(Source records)
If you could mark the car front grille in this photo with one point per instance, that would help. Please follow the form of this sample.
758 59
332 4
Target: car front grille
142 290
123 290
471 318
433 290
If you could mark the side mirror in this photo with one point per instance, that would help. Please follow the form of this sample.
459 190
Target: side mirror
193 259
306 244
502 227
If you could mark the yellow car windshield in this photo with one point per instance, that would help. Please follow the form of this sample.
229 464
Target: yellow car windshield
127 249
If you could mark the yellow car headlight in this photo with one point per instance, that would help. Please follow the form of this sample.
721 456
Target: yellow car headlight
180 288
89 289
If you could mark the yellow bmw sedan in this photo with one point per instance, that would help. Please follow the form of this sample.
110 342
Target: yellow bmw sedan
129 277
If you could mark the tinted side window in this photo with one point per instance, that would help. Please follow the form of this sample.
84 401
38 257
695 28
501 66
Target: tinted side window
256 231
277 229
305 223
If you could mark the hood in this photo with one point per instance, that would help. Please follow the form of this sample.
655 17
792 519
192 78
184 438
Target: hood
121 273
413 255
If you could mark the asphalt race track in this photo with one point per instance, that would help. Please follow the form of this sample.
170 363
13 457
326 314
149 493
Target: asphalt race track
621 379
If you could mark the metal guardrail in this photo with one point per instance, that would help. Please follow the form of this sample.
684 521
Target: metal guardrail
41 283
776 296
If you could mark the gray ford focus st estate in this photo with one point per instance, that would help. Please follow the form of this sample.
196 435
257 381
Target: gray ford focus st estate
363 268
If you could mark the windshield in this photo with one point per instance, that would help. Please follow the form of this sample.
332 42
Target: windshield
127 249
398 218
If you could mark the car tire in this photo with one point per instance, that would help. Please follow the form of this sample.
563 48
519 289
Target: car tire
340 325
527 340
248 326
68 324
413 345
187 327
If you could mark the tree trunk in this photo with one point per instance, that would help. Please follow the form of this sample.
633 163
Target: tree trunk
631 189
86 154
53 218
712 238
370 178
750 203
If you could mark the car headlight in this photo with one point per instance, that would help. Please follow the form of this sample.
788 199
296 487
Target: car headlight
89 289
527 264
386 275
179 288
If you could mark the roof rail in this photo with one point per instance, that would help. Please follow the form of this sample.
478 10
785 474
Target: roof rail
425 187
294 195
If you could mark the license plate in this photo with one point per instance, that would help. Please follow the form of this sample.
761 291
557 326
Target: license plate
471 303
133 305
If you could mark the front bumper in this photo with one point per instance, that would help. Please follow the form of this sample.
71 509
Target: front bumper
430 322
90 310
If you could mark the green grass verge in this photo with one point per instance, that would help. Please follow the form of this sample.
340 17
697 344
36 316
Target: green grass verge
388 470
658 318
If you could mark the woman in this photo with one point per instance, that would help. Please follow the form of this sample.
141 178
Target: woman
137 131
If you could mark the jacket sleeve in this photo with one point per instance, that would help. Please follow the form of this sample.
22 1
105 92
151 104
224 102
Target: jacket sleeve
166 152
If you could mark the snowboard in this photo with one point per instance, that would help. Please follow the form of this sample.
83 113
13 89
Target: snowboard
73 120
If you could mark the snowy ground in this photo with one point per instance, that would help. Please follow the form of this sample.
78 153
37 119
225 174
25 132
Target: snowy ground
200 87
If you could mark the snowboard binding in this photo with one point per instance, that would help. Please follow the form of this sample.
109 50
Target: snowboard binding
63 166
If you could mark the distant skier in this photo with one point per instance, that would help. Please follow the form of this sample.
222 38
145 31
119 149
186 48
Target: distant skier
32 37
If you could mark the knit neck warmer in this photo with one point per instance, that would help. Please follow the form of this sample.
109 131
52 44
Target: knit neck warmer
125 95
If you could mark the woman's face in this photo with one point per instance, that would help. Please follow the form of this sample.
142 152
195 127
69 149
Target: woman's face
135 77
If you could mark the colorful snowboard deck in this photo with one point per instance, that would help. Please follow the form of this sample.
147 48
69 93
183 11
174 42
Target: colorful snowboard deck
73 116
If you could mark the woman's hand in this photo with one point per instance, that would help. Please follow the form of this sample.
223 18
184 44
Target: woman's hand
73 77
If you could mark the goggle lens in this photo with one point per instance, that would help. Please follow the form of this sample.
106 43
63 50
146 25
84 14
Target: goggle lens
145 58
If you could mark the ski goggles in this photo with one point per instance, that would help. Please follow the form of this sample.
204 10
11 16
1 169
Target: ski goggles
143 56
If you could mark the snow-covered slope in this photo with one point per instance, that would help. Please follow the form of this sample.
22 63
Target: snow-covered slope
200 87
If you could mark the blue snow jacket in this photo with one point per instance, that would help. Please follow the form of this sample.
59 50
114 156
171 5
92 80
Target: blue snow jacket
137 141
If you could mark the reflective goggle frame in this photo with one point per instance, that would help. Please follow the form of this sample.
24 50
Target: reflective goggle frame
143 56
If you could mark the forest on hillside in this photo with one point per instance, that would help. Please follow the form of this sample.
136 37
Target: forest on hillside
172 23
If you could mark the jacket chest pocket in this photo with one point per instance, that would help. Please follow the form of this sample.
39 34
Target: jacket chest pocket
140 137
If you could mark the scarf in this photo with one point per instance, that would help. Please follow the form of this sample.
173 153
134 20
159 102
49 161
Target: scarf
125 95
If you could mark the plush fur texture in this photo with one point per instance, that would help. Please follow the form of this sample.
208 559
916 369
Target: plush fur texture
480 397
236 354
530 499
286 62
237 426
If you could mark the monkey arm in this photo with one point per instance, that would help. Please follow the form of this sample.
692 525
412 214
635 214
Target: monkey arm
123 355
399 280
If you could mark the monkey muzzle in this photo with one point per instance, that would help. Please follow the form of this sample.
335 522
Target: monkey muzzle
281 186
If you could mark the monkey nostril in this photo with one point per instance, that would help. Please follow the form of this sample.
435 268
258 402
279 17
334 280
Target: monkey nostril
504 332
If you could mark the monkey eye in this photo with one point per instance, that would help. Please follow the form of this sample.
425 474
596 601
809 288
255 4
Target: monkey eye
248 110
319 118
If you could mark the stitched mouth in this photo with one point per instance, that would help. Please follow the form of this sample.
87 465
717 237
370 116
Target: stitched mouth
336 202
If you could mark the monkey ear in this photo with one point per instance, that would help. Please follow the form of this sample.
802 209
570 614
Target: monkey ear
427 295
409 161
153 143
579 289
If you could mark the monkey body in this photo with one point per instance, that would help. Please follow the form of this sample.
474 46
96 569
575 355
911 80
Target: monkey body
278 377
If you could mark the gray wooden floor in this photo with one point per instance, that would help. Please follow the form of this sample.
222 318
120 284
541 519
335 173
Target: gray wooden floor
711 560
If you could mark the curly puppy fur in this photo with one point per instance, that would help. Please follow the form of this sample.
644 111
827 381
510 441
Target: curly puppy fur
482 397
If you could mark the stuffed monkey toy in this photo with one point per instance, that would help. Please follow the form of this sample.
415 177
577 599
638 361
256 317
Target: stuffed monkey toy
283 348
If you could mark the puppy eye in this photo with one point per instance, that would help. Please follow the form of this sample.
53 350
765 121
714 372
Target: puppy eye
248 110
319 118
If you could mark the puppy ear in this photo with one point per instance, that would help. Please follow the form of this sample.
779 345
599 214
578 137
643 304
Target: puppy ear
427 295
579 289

## SHORT EXERCISE
Put every line of the items above into a Markdown table with two columns, Row and Item line. Number each row and leave out blank lines.

## RESULT OF THIS EXERCISE
| Row | Item line |
|---|---|
| 1 | If you could mark the car front grille in this photo with one point per instance, that would help. Please follow the form of this sample. |
| 2 | 758 59 |
| 3 | 332 4 |
| 4 | Target: car front grille |
| 5 | 142 290 |
| 6 | 123 290 |
| 7 | 471 318 |
| 8 | 433 290 |
| 9 | If you could mark the side mirror in this photo with one point per instance, that would help. Please follow the form of this sample. |
| 10 | 459 190 |
| 11 | Target: side mirror |
| 12 | 193 259 |
| 13 | 306 244 |
| 14 | 502 227 |
| 15 | If you could mark the yellow car windshield in this photo with one point per instance, that would help. Please follow the form of this sample. |
| 16 | 229 464 |
| 17 | Target: yellow car windshield |
| 18 | 127 249 |
| 19 | If you could mark the yellow car headlight in this photo with one point per instance, that would help. Please follow the form of this sample. |
| 20 | 721 456 |
| 21 | Target: yellow car headlight |
| 22 | 180 288 |
| 23 | 89 289 |
| 24 | If you could mark the yellow bmw sedan in this photo with one point per instance, that would help. Please follow the form of this sample. |
| 25 | 110 342 |
| 26 | Target: yellow bmw sedan |
| 27 | 129 277 |
| 28 | If you could mark the tinted side window in this photo with one point per instance, that would help. Please follow the form of this sample. |
| 29 | 84 401 |
| 30 | 38 257 |
| 31 | 695 28 |
| 32 | 501 66 |
| 33 | Target: tinted side window |
| 34 | 256 231 |
| 35 | 277 229 |
| 36 | 305 223 |
| 37 | If you could mark the hood in this photo with one point per instance, that would help. Please follow the form of this sample. |
| 38 | 655 17 |
| 39 | 792 519 |
| 40 | 192 78 |
| 41 | 184 438 |
| 42 | Target: hood |
| 43 | 121 273 |
| 44 | 413 255 |
| 45 | If you could mark the asphalt race track in this photo with one point per instance, that would help. Please follow the form of this sample. |
| 46 | 170 363 |
| 47 | 13 457 |
| 48 | 326 314 |
| 49 | 149 493 |
| 50 | Target: asphalt race track |
| 51 | 621 379 |
| 52 | If you could mark the metal guardrail in this photo with one point per instance, that would help. Please follow the form of this sample. |
| 53 | 684 521 |
| 54 | Target: metal guardrail |
| 55 | 41 283 |
| 56 | 776 296 |
| 57 | If you could mark the gray ford focus st estate in this photo with one point per instance, that would help. Please follow the form of this sample. |
| 58 | 196 435 |
| 59 | 257 381 |
| 60 | Target: gray ford focus st estate |
| 61 | 363 268 |
| 62 | If you could mark the windshield in this photo with one point per instance, that would help. Please follow the form of this sample. |
| 63 | 332 42 |
| 64 | Target: windshield |
| 65 | 127 249 |
| 66 | 398 218 |
| 67 | If you could mark the car tire in this photo with one point per instance, that would help. Please follow the form of this sample. |
| 68 | 563 48 |
| 69 | 519 289 |
| 70 | Target: car tire |
| 71 | 340 325 |
| 72 | 527 340 |
| 73 | 248 326 |
| 74 | 68 324 |
| 75 | 413 345 |
| 76 | 187 327 |
| 77 | If you could mark the tree trunk in this photo with one point per instance, that would help. Please follow the form of this sample. |
| 78 | 633 163 |
| 79 | Target: tree trunk |
| 80 | 631 189 |
| 81 | 86 154 |
| 82 | 53 218 |
| 83 | 712 238 |
| 84 | 370 178 |
| 85 | 750 203 |
| 86 | If you could mark the car headlight in this photo with one point per instance, that would help. Please follow the form of this sample. |
| 87 | 788 199 |
| 88 | 296 487 |
| 89 | Target: car headlight |
| 90 | 89 289 |
| 91 | 527 264 |
| 92 | 386 275 |
| 93 | 179 288 |
| 94 | If you could mark the roof rail in this photo with one point per instance, that would help. Please follow the form of this sample. |
| 95 | 478 10 |
| 96 | 785 474 |
| 97 | Target: roof rail |
| 98 | 425 187 |
| 99 | 294 195 |
| 100 | If you could mark the license plate in this photo with one point per instance, that would help. Please follow the form of this sample. |
| 101 | 761 291 |
| 102 | 557 326 |
| 103 | Target: license plate |
| 104 | 471 303 |
| 105 | 133 305 |
| 106 | If you could mark the front bumper in this photo with one point per instance, that would help. Please follow the form of this sample. |
| 107 | 71 509 |
| 108 | Target: front bumper |
| 109 | 430 322 |
| 110 | 90 310 |
| 111 | If you could mark the green grass verge in this photo with one point per instance, that would help. Please follow the form of this sample. |
| 112 | 340 17 |
| 113 | 697 344 |
| 114 | 36 316 |
| 115 | Target: green grass verge |
| 116 | 388 470 |
| 117 | 658 318 |
| 118 | If you could mark the woman in this photo with one point per instance, that would help. Please follow the form of this sample. |
| 119 | 141 178 |
| 120 | Target: woman |
| 121 | 137 131 |
| 122 | If you could mark the jacket sleeve in this photo with one point per instance, that would help. Please follow the form of this sample. |
| 123 | 22 1 |
| 124 | 105 92 |
| 125 | 151 104 |
| 126 | 224 102 |
| 127 | Target: jacket sleeve |
| 128 | 166 152 |
| 129 | If you could mark the snowboard in this photo with one point per instance, that would help. Please follow the form of this sample. |
| 130 | 83 113 |
| 131 | 13 89 |
| 132 | Target: snowboard |
| 133 | 73 120 |
| 134 | If you could mark the snowy ground in this photo with one point per instance, that would help. Please follow the form of this sample. |
| 135 | 78 153 |
| 136 | 37 119 |
| 137 | 225 174 |
| 138 | 25 132 |
| 139 | Target: snowy ground |
| 140 | 200 87 |
| 141 | If you could mark the snowboard binding in this photo with one point per instance, that would help. Please follow the form of this sample. |
| 142 | 109 50 |
| 143 | Target: snowboard binding |
| 144 | 63 166 |
| 145 | If you could mark the distant skier in this photo with one point per instance, that would help. Please follow the form of this sample. |
| 146 | 222 38 |
| 147 | 145 31 |
| 148 | 119 149 |
| 149 | 186 48 |
| 150 | Target: distant skier |
| 151 | 32 37 |
| 152 | If you could mark the knit neck warmer in this photo with one point per instance, that would help. Please follow the form of this sample. |
| 153 | 109 131 |
| 154 | 52 44 |
| 155 | Target: knit neck warmer |
| 156 | 125 95 |
| 157 | If you could mark the woman's face in this photo with one point per instance, that would help. Please follow the form of this sample. |
| 158 | 142 152 |
| 159 | 195 127 |
| 160 | 69 149 |
| 161 | Target: woman's face |
| 162 | 135 77 |
| 163 | If you could mark the colorful snowboard deck in this photo with one point per instance, that would help. Please follow the form of this sample. |
| 164 | 147 48 |
| 165 | 69 93 |
| 166 | 183 11 |
| 167 | 174 42 |
| 168 | Target: colorful snowboard deck |
| 169 | 73 116 |
| 170 | If you could mark the woman's hand in this photo with one point per instance, that would help. Please follow the form of this sample. |
| 171 | 223 18 |
| 172 | 184 44 |
| 173 | Target: woman's hand |
| 174 | 73 77 |
| 175 | If you could mark the goggle lens in this photo with one point per instance, that would help. Please follow the form of this sample. |
| 176 | 106 43 |
| 177 | 63 50 |
| 178 | 146 25 |
| 179 | 84 14 |
| 180 | Target: goggle lens |
| 181 | 145 58 |
| 182 | If you could mark the ski goggles in this photo with one point per instance, that would help. Please follow the form of this sample. |
| 183 | 204 10 |
| 184 | 11 16 |
| 185 | 1 169 |
| 186 | Target: ski goggles |
| 187 | 143 56 |
| 188 | If you could mark the snow-covered slope in this photo with one point per instance, that would help. Please follow the form of this sample. |
| 189 | 22 63 |
| 190 | Target: snow-covered slope |
| 191 | 200 87 |
| 192 | If you could mark the blue snow jacket in this photo with one point per instance, that would help. Please follow the form of this sample. |
| 193 | 59 50 |
| 194 | 114 156 |
| 195 | 171 5 |
| 196 | 92 80 |
| 197 | Target: blue snow jacket |
| 198 | 137 141 |
| 199 | If you could mark the reflective goggle frame in this photo with one point per instance, that would help. Please follow the form of this sample. |
| 200 | 24 50 |
| 201 | Target: reflective goggle frame |
| 202 | 143 56 |
| 203 | If you could mark the forest on hillside in this photo with one point per instance, that would help. Please follow the form of this sample. |
| 204 | 136 37 |
| 205 | Target: forest on hillside |
| 206 | 172 23 |
| 207 | If you could mark the jacket chest pocket in this photo with one point per instance, that would help. Please follow the form of this sample. |
| 208 | 39 34 |
| 209 | Target: jacket chest pocket |
| 210 | 140 137 |
| 211 | If you could mark the scarf in this photo with one point per instance, that would help. Please follow the form of this sample. |
| 212 | 173 153 |
| 213 | 134 20 |
| 214 | 159 102 |
| 215 | 49 161 |
| 216 | Target: scarf |
| 217 | 125 95 |
| 218 | If you could mark the plush fur texture in this photo with one point per instance, that would help. Please follow the form of this sample. |
| 219 | 208 559 |
| 220 | 916 369 |
| 221 | Target: plush fur texture |
| 222 | 480 397 |
| 223 | 236 354 |
| 224 | 530 499 |
| 225 | 286 62 |
| 226 | 237 426 |
| 227 | If you could mark the monkey arm in this photo with one point per instance, that would help. Please follow the form of this sample. |
| 228 | 692 525 |
| 229 | 412 214 |
| 230 | 635 214 |
| 231 | Target: monkey arm |
| 232 | 123 355 |
| 233 | 399 280 |
| 234 | If you could mark the monkey muzzle in this photo with one point per instance, that would help. Please follow the form of this sample. |
| 235 | 335 522 |
| 236 | Target: monkey muzzle |
| 237 | 281 186 |
| 238 | If you could mark the monkey nostril in this photo with one point per instance, that would help. Please follow the form of this sample. |
| 239 | 435 268 |
| 240 | 258 402 |
| 241 | 279 17 |
| 242 | 334 280 |
| 243 | Target: monkey nostril |
| 244 | 504 332 |
| 245 | If you could mark the monkey eye in this photo with one point per instance, that would help. Please follow the form of this sample. |
| 246 | 425 474 |
| 247 | 596 601 |
| 248 | 809 288 |
| 249 | 255 4 |
| 250 | Target: monkey eye |
| 251 | 248 110 |
| 252 | 319 118 |
| 253 | If you could mark the stitched mouth in this photo with one point per instance, that would help. Please follow the form of this sample. |
| 254 | 87 465 |
| 255 | 717 237 |
| 256 | 370 116 |
| 257 | Target: stitched mouth |
| 258 | 336 202 |
| 259 | If you could mark the monkey ear in this photo with one point per instance, that would help. Please follow the form of this sample. |
| 260 | 802 209 |
| 261 | 570 614 |
| 262 | Target: monkey ear |
| 263 | 427 295 |
| 264 | 409 161 |
| 265 | 153 143 |
| 266 | 579 289 |
| 267 | If you could mark the monkey body in this photo with one point per instance, that would help. Please follow the form of this sample. |
| 268 | 474 46 |
| 269 | 96 569 |
| 270 | 575 355 |
| 271 | 911 80 |
| 272 | Target: monkey body |
| 273 | 278 377 |
| 274 | If you could mark the gray wooden floor in this photo with one point per instance, that would help. Please follow the form of this sample. |
| 275 | 222 318 |
| 276 | 120 284 |
| 277 | 541 519 |
| 278 | 335 173 |
| 279 | Target: gray wooden floor |
| 280 | 711 560 |
| 281 | If you could mark the curly puppy fur in this photo with one point per instance, that would help. Please follow the form of this sample. |
| 282 | 644 111 |
| 283 | 827 381 |
| 284 | 510 441 |
| 285 | Target: curly puppy fur |
| 286 | 482 397 |
| 287 | If you could mark the stuffed monkey toy in this photo with one point per instance, that would help. Please follow the form of this sample. |
| 288 | 415 177 |
| 289 | 577 599 |
| 290 | 638 361 |
| 291 | 256 317 |
| 292 | Target: stuffed monkey toy |
| 293 | 283 348 |
| 294 | If you could mark the puppy eye in this photo with one point per instance, that would help. Please follow the form of this sample. |
| 295 | 53 350 |
| 296 | 765 121 |
| 297 | 714 372 |
| 298 | Target: puppy eye |
| 299 | 248 110 |
| 300 | 319 118 |
| 301 | If you could mark the puppy ear in this photo with one point per instance, that would help. Please follow the form of this sample. |
| 302 | 779 345 |
| 303 | 599 214 |
| 304 | 578 137 |
| 305 | 643 304 |
| 306 | Target: puppy ear |
| 307 | 427 295 |
| 308 | 579 289 |